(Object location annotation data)
## Start

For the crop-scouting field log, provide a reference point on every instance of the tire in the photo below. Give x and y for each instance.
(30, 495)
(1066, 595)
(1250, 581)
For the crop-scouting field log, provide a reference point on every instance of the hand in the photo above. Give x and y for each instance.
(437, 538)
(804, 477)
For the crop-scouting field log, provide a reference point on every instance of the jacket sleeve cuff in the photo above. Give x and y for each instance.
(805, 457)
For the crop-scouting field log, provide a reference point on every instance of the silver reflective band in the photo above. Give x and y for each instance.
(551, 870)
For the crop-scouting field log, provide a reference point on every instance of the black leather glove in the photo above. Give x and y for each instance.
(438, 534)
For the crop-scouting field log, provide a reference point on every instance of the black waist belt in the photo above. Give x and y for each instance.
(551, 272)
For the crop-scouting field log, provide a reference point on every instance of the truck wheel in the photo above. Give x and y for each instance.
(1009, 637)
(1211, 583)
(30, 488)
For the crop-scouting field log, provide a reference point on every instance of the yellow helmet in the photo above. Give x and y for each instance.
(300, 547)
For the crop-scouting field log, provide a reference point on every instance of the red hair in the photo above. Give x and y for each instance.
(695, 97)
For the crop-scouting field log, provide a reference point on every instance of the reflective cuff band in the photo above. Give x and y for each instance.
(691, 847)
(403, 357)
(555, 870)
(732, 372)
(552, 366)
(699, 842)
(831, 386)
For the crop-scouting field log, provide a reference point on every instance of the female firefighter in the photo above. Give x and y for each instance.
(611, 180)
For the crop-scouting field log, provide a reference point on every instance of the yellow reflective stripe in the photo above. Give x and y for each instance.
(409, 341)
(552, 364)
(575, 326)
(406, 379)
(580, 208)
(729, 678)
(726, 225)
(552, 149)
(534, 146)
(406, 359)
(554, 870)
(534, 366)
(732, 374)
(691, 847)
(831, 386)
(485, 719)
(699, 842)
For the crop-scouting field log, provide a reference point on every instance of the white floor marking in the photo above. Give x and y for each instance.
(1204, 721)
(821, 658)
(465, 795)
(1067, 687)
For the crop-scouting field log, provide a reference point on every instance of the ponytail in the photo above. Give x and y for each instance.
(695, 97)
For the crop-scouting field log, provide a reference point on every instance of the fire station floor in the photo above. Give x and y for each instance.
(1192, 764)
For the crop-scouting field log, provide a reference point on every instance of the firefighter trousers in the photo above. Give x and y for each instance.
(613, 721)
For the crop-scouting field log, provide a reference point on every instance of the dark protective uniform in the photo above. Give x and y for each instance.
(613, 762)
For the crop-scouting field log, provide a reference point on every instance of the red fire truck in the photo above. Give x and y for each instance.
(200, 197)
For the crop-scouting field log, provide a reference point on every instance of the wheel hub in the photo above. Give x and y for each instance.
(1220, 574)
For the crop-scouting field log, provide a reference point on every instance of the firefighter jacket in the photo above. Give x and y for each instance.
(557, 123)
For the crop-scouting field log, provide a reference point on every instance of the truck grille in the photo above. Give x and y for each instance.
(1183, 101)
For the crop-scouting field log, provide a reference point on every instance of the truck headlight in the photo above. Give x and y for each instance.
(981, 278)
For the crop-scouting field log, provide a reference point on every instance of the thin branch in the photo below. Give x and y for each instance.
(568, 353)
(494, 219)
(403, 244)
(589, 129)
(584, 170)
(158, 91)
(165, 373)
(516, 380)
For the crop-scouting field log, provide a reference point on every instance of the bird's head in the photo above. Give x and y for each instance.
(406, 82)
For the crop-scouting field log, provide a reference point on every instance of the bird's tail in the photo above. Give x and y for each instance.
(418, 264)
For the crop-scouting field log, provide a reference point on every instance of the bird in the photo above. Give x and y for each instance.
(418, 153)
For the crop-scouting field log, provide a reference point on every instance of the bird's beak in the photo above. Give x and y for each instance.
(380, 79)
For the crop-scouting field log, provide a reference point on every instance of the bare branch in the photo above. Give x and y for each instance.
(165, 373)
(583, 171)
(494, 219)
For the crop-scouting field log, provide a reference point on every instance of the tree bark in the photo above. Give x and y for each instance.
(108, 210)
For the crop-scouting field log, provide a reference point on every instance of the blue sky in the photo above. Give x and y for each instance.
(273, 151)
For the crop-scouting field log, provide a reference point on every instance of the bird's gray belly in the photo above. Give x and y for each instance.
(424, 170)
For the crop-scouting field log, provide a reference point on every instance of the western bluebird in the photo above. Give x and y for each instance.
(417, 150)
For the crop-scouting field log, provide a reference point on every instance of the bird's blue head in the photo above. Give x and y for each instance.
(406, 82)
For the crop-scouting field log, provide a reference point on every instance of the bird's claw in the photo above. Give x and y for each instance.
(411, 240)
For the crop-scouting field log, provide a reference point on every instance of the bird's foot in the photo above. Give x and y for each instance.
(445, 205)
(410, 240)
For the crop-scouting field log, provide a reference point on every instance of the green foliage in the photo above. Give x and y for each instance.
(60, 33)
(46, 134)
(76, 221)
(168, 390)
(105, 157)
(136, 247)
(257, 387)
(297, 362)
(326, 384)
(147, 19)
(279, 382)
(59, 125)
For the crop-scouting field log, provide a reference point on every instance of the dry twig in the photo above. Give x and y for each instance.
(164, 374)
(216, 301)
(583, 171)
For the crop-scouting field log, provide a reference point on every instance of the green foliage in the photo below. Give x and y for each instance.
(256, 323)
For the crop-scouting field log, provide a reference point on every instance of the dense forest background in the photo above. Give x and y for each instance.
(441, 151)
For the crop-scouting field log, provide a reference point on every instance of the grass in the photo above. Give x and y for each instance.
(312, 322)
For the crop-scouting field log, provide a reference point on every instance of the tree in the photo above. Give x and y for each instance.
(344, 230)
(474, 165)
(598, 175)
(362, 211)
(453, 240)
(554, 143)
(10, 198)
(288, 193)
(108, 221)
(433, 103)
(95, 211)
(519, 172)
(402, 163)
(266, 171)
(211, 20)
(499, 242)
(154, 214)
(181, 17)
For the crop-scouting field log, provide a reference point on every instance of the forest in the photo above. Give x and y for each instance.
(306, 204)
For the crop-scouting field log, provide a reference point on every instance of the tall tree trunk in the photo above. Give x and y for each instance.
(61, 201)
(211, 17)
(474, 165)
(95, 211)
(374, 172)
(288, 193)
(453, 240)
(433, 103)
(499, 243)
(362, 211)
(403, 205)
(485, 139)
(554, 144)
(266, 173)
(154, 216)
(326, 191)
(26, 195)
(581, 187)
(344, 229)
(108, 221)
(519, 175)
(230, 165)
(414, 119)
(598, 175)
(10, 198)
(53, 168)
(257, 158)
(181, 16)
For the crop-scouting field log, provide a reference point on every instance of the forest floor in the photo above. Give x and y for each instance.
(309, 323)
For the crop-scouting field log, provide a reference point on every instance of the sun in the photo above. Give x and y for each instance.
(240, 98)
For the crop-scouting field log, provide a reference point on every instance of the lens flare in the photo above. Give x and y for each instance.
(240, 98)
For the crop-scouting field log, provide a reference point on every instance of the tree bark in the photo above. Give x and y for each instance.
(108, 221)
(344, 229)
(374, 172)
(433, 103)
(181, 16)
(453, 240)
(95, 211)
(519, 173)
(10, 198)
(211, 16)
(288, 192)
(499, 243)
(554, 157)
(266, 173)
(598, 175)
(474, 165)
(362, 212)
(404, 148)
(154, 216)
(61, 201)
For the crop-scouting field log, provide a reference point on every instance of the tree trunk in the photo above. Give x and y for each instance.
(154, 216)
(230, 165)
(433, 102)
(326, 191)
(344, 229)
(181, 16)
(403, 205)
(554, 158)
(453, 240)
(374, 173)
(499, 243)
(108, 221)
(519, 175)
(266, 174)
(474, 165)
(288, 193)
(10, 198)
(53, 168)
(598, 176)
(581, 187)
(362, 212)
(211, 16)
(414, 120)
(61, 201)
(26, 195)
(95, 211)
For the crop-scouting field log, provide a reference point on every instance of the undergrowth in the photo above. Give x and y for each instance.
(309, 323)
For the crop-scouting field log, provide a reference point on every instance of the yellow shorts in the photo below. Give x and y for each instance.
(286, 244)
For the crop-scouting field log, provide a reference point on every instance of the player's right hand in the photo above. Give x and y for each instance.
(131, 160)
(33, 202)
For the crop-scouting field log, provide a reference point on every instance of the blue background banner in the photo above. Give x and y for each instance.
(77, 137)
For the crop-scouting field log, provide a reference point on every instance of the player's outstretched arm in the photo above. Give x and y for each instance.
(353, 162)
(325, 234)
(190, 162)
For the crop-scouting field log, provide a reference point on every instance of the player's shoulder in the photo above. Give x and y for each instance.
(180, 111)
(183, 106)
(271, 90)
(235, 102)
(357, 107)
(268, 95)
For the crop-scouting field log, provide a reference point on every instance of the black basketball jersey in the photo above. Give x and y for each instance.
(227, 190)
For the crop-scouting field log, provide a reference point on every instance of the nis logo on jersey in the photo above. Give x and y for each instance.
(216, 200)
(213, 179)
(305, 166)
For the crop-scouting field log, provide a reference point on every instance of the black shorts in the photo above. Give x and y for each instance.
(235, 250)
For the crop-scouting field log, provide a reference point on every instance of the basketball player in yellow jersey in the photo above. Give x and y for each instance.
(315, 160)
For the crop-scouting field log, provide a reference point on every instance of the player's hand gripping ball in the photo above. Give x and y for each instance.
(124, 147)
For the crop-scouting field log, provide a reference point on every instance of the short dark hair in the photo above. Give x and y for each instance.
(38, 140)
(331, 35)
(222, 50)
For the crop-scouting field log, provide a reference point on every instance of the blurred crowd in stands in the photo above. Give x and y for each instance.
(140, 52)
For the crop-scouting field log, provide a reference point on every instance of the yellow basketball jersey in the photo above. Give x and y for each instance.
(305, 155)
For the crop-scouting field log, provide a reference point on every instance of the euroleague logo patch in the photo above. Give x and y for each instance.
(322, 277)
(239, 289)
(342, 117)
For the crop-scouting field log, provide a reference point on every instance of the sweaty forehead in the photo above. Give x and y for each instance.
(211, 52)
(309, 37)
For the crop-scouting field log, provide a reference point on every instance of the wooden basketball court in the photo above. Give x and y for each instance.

## End

Written exercise:
Find the line with "of the blurred" in the listing above, then write out that line and each remaining line exactly, with no other text.

Solution to the problem:
For the crop-scouting field log, provide a reference point on every instance of the blurred crowd in stands in the photo above. Give x and y for each instance.
(140, 52)
For the crop-scouting field log, provide a reference point on every instance of the yellow basketball jersey in the photo above. Give x and y for each instance.
(305, 155)
For the crop-scouting field log, provide a reference point on every instance of the euroleague logo patch in the photo above. Give x and y for each instance.
(322, 277)
(239, 289)
(342, 117)
For the crop-scouting field log, provide a reference point on every instance of the sweaty forehead in the photo above. Give x and y for each instance.
(211, 52)
(309, 37)
For the crop-scouting field log, provide a reference point on every instance of the wooden basketball court in the photo above. Give x and y for each instance.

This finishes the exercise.